• **DATASET ROWS**
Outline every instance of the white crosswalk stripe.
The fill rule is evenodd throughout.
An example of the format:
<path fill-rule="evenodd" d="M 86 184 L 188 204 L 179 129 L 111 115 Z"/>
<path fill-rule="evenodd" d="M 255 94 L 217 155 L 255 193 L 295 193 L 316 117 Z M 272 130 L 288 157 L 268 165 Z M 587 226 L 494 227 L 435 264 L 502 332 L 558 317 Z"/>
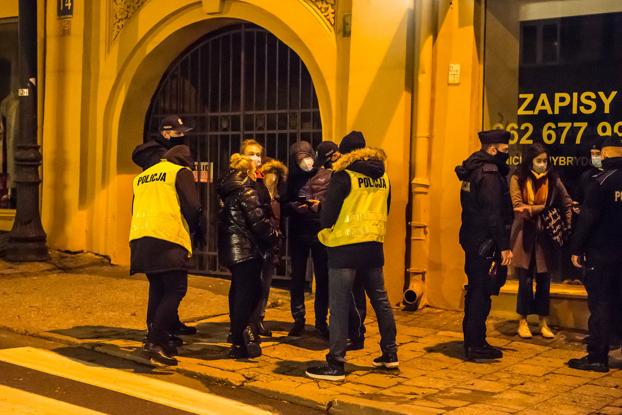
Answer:
<path fill-rule="evenodd" d="M 33 347 L 0 350 L 0 361 L 186 411 L 197 415 L 270 415 L 272 413 L 225 398 L 135 373 L 111 369 Z M 4 387 L 6 388 L 6 387 Z M 12 388 L 9 388 L 12 389 Z M 4 388 L 0 389 L 0 399 Z M 16 390 L 16 389 L 14 389 Z M 27 393 L 22 391 L 22 393 Z M 14 395 L 19 393 L 12 392 Z M 38 395 L 35 395 L 38 396 Z M 43 397 L 39 397 L 43 398 Z M 50 398 L 45 398 L 50 399 Z M 52 399 L 53 400 L 53 399 Z M 66 404 L 69 405 L 69 404 Z M 80 407 L 76 407 L 80 408 Z M 90 411 L 85 409 L 85 411 Z M 34 414 L 98 414 L 95 411 Z"/>

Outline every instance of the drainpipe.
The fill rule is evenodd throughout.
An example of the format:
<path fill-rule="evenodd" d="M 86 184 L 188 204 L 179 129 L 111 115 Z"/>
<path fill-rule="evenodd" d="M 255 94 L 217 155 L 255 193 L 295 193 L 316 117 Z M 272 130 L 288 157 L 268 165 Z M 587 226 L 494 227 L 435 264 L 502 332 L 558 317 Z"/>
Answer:
<path fill-rule="evenodd" d="M 420 12 L 417 19 L 419 27 L 419 44 L 415 44 L 413 62 L 419 62 L 413 70 L 413 85 L 417 85 L 417 96 L 412 95 L 411 114 L 411 146 L 415 149 L 414 178 L 411 182 L 412 192 L 412 221 L 411 222 L 411 263 L 408 268 L 409 278 L 408 289 L 404 293 L 404 304 L 406 306 L 420 308 L 426 301 L 425 274 L 429 260 L 430 240 L 428 223 L 429 222 L 429 190 L 428 179 L 428 159 L 430 144 L 430 119 L 432 106 L 432 70 L 433 27 L 433 3 L 431 0 L 419 0 Z"/>

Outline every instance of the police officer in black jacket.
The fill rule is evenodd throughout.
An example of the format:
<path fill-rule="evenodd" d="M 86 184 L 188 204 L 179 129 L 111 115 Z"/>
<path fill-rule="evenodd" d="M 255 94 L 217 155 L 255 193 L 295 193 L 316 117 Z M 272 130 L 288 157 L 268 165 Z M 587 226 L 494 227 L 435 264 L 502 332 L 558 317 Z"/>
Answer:
<path fill-rule="evenodd" d="M 584 284 L 591 314 L 588 354 L 570 359 L 568 365 L 608 372 L 611 309 L 622 297 L 622 140 L 608 138 L 601 153 L 603 171 L 588 184 L 570 242 L 572 263 L 585 268 Z"/>
<path fill-rule="evenodd" d="M 455 169 L 462 180 L 460 242 L 468 279 L 462 331 L 468 359 L 496 359 L 503 353 L 486 341 L 486 319 L 490 296 L 499 294 L 512 259 L 509 236 L 514 212 L 506 179 L 510 134 L 490 130 L 478 135 L 481 149 Z"/>

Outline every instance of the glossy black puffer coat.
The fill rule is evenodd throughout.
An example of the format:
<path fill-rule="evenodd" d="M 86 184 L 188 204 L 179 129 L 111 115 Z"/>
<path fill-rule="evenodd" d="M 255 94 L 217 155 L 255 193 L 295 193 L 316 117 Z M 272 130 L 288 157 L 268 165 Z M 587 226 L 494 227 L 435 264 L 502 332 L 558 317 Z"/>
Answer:
<path fill-rule="evenodd" d="M 231 170 L 216 185 L 218 205 L 218 259 L 230 268 L 250 259 L 262 259 L 278 239 L 268 212 L 246 173 Z"/>

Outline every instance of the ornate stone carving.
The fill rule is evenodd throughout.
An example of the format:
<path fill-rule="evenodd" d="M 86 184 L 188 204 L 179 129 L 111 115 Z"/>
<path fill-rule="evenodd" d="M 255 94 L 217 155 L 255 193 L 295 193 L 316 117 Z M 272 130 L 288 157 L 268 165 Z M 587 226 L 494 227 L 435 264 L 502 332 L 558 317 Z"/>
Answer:
<path fill-rule="evenodd" d="M 337 0 L 307 0 L 320 11 L 330 26 L 335 27 L 335 8 Z"/>
<path fill-rule="evenodd" d="M 128 21 L 147 1 L 149 0 L 111 0 L 113 41 L 119 35 Z"/>

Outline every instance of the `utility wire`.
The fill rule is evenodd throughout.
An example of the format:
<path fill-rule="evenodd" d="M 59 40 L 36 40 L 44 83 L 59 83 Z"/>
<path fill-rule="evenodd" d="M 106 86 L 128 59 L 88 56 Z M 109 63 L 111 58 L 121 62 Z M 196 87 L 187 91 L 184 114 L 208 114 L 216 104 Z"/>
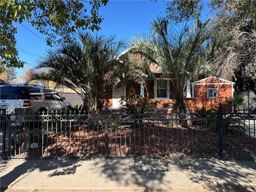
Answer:
<path fill-rule="evenodd" d="M 45 42 L 45 43 L 47 43 L 47 42 L 45 41 L 45 40 L 44 40 L 43 38 L 42 38 L 42 37 L 41 37 L 37 35 L 37 34 L 36 34 L 35 33 L 34 33 L 33 31 L 32 31 L 30 29 L 29 29 L 28 28 L 27 28 L 27 27 L 26 27 L 24 25 L 23 25 L 22 23 L 21 23 L 21 25 L 24 27 L 25 28 L 26 28 L 27 29 L 28 29 L 29 31 L 30 31 L 31 33 L 32 33 L 34 35 L 36 35 L 36 36 L 37 36 L 37 37 L 43 40 L 44 42 Z"/>
<path fill-rule="evenodd" d="M 20 50 L 20 51 L 22 51 L 22 52 L 27 53 L 27 54 L 29 54 L 29 55 L 30 55 L 30 56 L 32 56 L 33 57 L 34 57 L 34 58 L 35 58 L 35 57 L 37 57 L 35 54 L 34 54 L 34 53 L 32 53 L 28 51 L 27 51 L 27 50 L 25 50 L 25 49 L 22 49 L 22 48 L 20 48 L 20 47 L 17 47 L 17 49 L 18 49 L 18 50 Z M 35 59 L 35 58 L 34 58 L 34 59 Z"/>

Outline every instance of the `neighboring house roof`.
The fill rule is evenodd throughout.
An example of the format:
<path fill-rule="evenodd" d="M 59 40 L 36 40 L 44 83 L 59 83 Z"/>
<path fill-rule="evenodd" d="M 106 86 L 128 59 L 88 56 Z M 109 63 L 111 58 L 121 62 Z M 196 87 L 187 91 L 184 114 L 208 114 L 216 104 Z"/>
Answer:
<path fill-rule="evenodd" d="M 233 84 L 234 83 L 216 77 L 209 77 L 192 83 L 194 84 Z"/>

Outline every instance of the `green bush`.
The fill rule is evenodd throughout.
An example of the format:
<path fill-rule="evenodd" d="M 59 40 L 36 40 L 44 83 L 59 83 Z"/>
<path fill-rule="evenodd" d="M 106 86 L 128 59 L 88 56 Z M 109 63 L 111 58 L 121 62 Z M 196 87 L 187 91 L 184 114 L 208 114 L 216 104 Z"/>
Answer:
<path fill-rule="evenodd" d="M 128 96 L 122 96 L 120 101 L 122 105 L 121 109 L 126 110 L 131 114 L 143 114 L 157 110 L 155 103 L 146 102 L 143 97 L 135 93 L 131 93 Z"/>

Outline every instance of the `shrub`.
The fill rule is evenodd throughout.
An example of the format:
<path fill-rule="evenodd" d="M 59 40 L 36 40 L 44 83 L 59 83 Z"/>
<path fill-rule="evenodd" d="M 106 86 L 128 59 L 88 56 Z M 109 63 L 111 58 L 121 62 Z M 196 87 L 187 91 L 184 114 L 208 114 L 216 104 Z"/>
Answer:
<path fill-rule="evenodd" d="M 131 93 L 127 97 L 122 96 L 120 101 L 122 105 L 121 109 L 131 114 L 143 114 L 157 110 L 155 103 L 146 102 L 143 97 L 135 93 Z"/>

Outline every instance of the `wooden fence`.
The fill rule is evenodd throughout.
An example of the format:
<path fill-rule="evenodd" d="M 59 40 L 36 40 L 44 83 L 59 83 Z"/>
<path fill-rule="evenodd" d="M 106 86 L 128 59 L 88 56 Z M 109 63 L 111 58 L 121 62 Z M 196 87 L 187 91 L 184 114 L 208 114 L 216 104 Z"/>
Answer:
<path fill-rule="evenodd" d="M 256 94 L 253 92 L 249 92 L 249 110 L 248 110 L 248 98 L 247 91 L 237 91 L 234 92 L 234 95 L 238 95 L 246 101 L 245 105 L 241 106 L 240 110 L 250 111 L 256 111 Z"/>

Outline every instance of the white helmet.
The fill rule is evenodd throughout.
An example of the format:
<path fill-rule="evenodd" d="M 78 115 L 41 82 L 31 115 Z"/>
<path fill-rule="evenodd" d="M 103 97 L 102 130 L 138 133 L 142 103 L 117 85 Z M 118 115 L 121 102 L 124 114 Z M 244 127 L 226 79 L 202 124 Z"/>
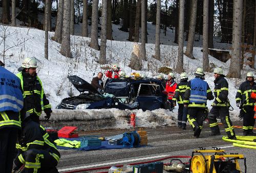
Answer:
<path fill-rule="evenodd" d="M 119 67 L 118 66 L 118 65 L 116 64 L 115 64 L 112 66 L 112 69 L 113 70 L 118 69 L 119 68 Z"/>
<path fill-rule="evenodd" d="M 37 68 L 38 66 L 36 59 L 34 57 L 26 58 L 22 63 L 22 67 L 27 69 Z"/>
<path fill-rule="evenodd" d="M 187 74 L 185 72 L 181 73 L 180 76 L 181 79 L 187 78 Z"/>
<path fill-rule="evenodd" d="M 173 73 L 172 72 L 169 73 L 169 74 L 168 74 L 168 76 L 170 76 L 173 78 L 175 78 L 175 75 L 174 75 L 174 73 Z"/>
<path fill-rule="evenodd" d="M 121 77 L 125 77 L 126 76 L 126 73 L 124 72 L 124 71 L 121 71 L 121 72 L 119 72 L 118 73 L 118 74 L 121 76 Z"/>

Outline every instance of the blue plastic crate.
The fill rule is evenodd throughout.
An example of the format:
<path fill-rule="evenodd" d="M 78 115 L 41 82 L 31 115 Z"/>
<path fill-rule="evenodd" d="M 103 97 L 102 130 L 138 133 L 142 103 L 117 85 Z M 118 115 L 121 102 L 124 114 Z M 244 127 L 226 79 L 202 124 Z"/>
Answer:
<path fill-rule="evenodd" d="M 134 165 L 134 173 L 163 173 L 163 163 L 157 162 L 151 163 Z"/>
<path fill-rule="evenodd" d="M 80 148 L 87 146 L 100 146 L 101 140 L 97 136 L 86 136 L 80 139 Z"/>

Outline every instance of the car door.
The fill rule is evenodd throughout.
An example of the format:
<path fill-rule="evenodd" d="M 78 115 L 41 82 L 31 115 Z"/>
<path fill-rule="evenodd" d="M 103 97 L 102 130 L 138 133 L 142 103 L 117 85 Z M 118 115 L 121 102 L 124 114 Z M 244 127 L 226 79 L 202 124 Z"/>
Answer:
<path fill-rule="evenodd" d="M 160 86 L 157 84 L 140 83 L 136 101 L 139 102 L 139 109 L 141 109 L 143 111 L 161 108 L 163 100 Z"/>

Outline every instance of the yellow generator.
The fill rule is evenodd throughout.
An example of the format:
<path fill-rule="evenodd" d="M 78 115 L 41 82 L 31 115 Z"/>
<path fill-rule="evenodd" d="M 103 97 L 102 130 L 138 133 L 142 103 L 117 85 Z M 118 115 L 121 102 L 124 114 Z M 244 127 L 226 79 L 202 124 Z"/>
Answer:
<path fill-rule="evenodd" d="M 240 173 L 241 172 L 239 159 L 244 160 L 246 172 L 246 159 L 244 155 L 231 153 L 216 147 L 213 149 L 200 148 L 192 153 L 189 162 L 190 170 L 193 173 Z M 212 153 L 211 155 L 209 155 Z"/>

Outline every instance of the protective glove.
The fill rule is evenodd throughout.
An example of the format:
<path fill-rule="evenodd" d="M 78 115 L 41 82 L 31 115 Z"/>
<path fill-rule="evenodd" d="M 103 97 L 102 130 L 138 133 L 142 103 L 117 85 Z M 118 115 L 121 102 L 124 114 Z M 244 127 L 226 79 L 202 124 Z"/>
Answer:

• **TASK TO COMPLETE**
Reproduce the records without any changes, beginning at the line that contains "Outline every instance of the glossy" and stopping after the line that contains "20 50 L 20 51". Leave out the pictures.

• **RESPONSE BELOW**
Outline every instance of the glossy black puffer coat.
The fill rule is evenodd throughout.
An example of the format:
<path fill-rule="evenodd" d="M 86 184 L 188 204 L 179 129 L 111 115 Z"/>
<path fill-rule="evenodd" d="M 255 94 L 217 155 L 255 193 L 295 193 L 316 117 Z M 272 130 L 288 157 L 268 165 Z M 587 226 L 494 227 L 435 264 L 502 332 L 558 317 Z"/>
Answer:
<path fill-rule="evenodd" d="M 231 170 L 216 185 L 218 205 L 218 259 L 230 268 L 250 259 L 262 259 L 278 239 L 268 212 L 246 173 Z"/>

Outline every instance of the ornate stone carving.
The fill rule is evenodd throughout.
An example of the format:
<path fill-rule="evenodd" d="M 86 184 L 188 204 L 179 129 L 111 115 Z"/>
<path fill-rule="evenodd" d="M 255 94 L 217 155 L 255 193 L 295 193 L 316 117 Z M 272 130 L 288 157 L 268 165 Z M 587 226 L 494 227 L 435 264 L 502 332 L 558 317 Z"/>
Answer:
<path fill-rule="evenodd" d="M 337 0 L 307 0 L 320 11 L 330 26 L 335 27 L 335 8 Z"/>
<path fill-rule="evenodd" d="M 128 21 L 147 1 L 149 0 L 111 0 L 113 41 L 119 35 Z"/>

Outline every instance of the `utility wire`.
The fill rule is evenodd throughout.
An example of the format:
<path fill-rule="evenodd" d="M 59 40 L 36 40 L 44 83 L 59 83 Z"/>
<path fill-rule="evenodd" d="M 106 86 L 128 59 L 88 56 Z M 109 63 L 111 58 L 121 62 Z M 196 87 L 187 91 L 184 114 L 208 114 L 216 104 Z"/>
Answer:
<path fill-rule="evenodd" d="M 45 42 L 45 43 L 47 43 L 47 42 L 45 41 L 45 40 L 44 40 L 43 38 L 42 38 L 42 37 L 41 37 L 37 35 L 37 34 L 36 34 L 35 33 L 34 33 L 33 31 L 32 31 L 30 29 L 29 29 L 28 28 L 27 28 L 27 27 L 26 27 L 24 25 L 23 25 L 22 23 L 21 23 L 21 25 L 24 27 L 25 28 L 26 28 L 27 29 L 28 29 L 29 31 L 30 31 L 31 33 L 32 33 L 34 35 L 36 35 L 36 36 L 37 36 L 37 37 L 43 40 L 44 42 Z"/>
<path fill-rule="evenodd" d="M 20 50 L 20 51 L 22 51 L 22 52 L 27 53 L 27 54 L 29 54 L 29 55 L 30 55 L 30 56 L 32 56 L 33 57 L 34 57 L 34 58 L 35 58 L 35 57 L 37 57 L 35 54 L 34 54 L 34 53 L 32 53 L 28 51 L 27 51 L 27 50 L 25 50 L 25 49 L 22 49 L 22 48 L 20 48 L 20 47 L 17 47 L 17 49 L 18 49 L 18 50 Z M 35 59 L 35 58 L 34 58 L 34 59 Z"/>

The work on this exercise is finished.